## BEGIN
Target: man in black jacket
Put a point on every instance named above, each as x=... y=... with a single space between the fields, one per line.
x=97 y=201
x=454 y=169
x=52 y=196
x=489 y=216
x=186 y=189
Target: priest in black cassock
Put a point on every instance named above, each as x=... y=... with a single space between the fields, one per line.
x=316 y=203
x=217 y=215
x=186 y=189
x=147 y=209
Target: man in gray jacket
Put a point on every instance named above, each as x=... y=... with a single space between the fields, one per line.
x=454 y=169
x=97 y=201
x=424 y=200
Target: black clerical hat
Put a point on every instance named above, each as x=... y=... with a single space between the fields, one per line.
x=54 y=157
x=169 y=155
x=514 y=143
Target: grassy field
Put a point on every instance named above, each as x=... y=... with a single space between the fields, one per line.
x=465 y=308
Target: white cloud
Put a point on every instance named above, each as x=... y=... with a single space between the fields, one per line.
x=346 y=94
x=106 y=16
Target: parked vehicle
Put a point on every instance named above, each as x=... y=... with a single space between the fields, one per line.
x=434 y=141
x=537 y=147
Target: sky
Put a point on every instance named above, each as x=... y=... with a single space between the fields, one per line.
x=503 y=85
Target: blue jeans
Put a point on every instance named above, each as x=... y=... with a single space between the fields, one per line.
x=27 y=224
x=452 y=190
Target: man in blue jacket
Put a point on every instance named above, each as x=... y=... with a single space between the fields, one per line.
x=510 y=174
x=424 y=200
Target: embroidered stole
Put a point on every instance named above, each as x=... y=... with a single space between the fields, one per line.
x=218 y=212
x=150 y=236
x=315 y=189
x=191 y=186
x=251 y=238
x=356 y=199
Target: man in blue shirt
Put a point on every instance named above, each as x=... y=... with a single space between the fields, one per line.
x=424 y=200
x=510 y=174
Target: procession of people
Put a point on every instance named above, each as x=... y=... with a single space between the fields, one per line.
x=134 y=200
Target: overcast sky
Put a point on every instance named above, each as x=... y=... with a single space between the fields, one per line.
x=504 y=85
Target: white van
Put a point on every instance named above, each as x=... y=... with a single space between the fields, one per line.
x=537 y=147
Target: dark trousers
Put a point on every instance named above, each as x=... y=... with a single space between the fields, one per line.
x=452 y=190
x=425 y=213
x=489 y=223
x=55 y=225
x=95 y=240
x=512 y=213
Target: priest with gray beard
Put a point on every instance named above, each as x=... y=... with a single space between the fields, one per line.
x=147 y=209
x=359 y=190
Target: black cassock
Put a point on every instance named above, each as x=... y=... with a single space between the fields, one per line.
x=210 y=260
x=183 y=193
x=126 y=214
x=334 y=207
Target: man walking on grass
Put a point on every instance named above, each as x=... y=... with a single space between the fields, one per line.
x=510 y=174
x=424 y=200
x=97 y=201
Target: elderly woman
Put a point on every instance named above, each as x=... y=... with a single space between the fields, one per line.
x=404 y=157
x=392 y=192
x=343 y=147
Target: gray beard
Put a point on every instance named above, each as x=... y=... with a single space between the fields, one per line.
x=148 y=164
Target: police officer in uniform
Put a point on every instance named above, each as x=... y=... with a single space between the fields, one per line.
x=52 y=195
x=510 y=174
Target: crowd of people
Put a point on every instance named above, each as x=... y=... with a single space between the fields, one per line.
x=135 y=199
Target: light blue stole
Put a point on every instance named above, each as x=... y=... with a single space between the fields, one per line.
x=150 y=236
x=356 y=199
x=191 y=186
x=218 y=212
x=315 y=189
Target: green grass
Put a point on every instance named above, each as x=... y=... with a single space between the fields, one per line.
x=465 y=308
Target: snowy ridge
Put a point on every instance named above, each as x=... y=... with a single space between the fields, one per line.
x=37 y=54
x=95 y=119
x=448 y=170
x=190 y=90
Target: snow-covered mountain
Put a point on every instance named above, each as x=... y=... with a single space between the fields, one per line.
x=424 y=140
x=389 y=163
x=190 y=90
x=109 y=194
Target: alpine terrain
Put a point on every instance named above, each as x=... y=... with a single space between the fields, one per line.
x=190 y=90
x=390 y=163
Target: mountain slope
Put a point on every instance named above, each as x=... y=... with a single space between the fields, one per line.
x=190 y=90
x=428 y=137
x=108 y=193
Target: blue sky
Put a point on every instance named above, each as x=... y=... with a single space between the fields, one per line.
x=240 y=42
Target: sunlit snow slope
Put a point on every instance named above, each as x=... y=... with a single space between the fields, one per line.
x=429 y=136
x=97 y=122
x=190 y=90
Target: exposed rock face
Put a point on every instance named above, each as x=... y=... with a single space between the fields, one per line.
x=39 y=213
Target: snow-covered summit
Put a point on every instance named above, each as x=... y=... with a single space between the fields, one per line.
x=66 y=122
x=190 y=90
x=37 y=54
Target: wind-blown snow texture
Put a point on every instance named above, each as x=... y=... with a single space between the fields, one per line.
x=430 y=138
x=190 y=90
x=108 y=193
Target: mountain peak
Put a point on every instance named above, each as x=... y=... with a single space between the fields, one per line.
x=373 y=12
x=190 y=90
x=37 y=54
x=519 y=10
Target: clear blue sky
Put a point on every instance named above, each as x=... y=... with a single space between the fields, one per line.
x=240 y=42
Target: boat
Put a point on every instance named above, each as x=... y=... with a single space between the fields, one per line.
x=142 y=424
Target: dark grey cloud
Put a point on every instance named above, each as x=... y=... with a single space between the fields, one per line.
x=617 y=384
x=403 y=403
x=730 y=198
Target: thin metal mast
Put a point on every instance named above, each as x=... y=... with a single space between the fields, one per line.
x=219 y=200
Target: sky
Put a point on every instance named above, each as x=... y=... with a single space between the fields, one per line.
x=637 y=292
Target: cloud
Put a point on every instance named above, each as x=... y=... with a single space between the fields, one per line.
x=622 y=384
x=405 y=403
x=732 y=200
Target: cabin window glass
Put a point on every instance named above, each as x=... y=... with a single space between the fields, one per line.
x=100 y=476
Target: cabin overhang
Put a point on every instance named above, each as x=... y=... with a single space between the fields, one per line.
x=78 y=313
## END
Rescale the entries above, starting with their first line and going on through the line with "x=514 y=143": write out each of those lines again, requests included, with every x and y coordinate in the answers multiplied by 0.85 and rounded to a whole number, with halves rounding up.

Reply:
Target: man in black jacket
Put a point on every instance named above, each as x=... y=... with a single space between the fields, one per line.
x=82 y=171
x=386 y=144
x=44 y=167
x=416 y=184
x=158 y=161
Target: priest in black cassock
Put a point on every instance named above, each as x=... y=... with a single space between the fields, one per line.
x=269 y=173
x=184 y=183
x=158 y=161
x=125 y=178
Target: man in gray jacket
Put a point on every instance named above, each as x=... y=... with a single space between the fields, one per line.
x=386 y=144
x=82 y=171
x=360 y=170
Target: black clerical hat
Put a point on every instance named above, each as x=... y=... with a single space between the fields, one per line.
x=46 y=133
x=144 y=132
x=437 y=122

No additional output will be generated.